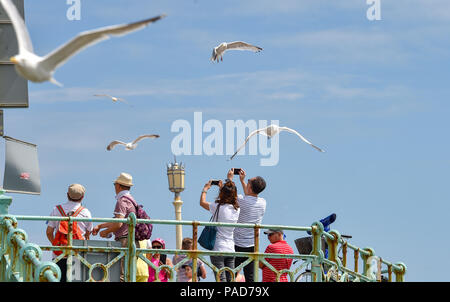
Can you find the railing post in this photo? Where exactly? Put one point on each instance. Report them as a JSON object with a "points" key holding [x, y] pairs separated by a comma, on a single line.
{"points": [[316, 269], [194, 248], [69, 260], [366, 258], [333, 245], [130, 267], [5, 202], [400, 273], [256, 259], [356, 258]]}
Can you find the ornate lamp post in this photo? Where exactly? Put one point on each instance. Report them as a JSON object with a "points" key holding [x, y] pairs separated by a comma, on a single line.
{"points": [[175, 175]]}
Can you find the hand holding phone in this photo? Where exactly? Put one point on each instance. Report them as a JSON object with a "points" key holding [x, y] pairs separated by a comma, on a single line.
{"points": [[163, 258]]}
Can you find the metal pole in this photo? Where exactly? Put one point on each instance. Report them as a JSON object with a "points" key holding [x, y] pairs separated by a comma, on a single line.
{"points": [[179, 231]]}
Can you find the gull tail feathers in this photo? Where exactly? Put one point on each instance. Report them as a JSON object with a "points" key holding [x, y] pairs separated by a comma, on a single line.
{"points": [[53, 81]]}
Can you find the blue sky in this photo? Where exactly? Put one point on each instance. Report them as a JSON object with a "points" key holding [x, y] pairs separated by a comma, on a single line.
{"points": [[373, 94]]}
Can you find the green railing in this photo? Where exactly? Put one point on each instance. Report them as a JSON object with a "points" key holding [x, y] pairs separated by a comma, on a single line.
{"points": [[21, 261]]}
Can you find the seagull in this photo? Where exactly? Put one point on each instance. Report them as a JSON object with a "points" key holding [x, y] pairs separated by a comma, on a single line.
{"points": [[237, 45], [40, 69], [271, 131], [113, 98], [133, 144]]}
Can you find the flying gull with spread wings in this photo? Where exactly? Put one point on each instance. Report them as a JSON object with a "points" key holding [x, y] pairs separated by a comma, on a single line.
{"points": [[271, 131], [113, 98], [237, 45], [132, 145], [40, 69]]}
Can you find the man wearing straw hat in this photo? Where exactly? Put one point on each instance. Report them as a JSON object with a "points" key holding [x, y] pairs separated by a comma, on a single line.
{"points": [[73, 207], [125, 204]]}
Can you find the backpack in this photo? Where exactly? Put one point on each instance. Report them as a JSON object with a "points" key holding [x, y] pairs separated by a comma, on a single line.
{"points": [[63, 229], [143, 231]]}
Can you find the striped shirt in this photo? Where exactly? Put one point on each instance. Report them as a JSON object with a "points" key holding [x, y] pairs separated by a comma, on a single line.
{"points": [[279, 247], [252, 211]]}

| Given request |
Replace "striped shirt" with "plaid shirt" in the items that begin at the line containing "Can you find the backpack" and run through the end of the items, and give those lines back with nothing else changed.

| Solved problem |
Can you find the backpack in this photo? Where exactly? Put one point on each instance. Report them as a JSON object with a "points" key holding [x, y] pairs separated by a comma, on a single line.
{"points": [[63, 229], [143, 231]]}
Can you find the plaid shirt in this photo? Where exactly? Put one point on each instance. Report them as a JSON object with a "points" key holding [x, y] pairs separated by a comma, on a single line.
{"points": [[279, 247], [252, 211]]}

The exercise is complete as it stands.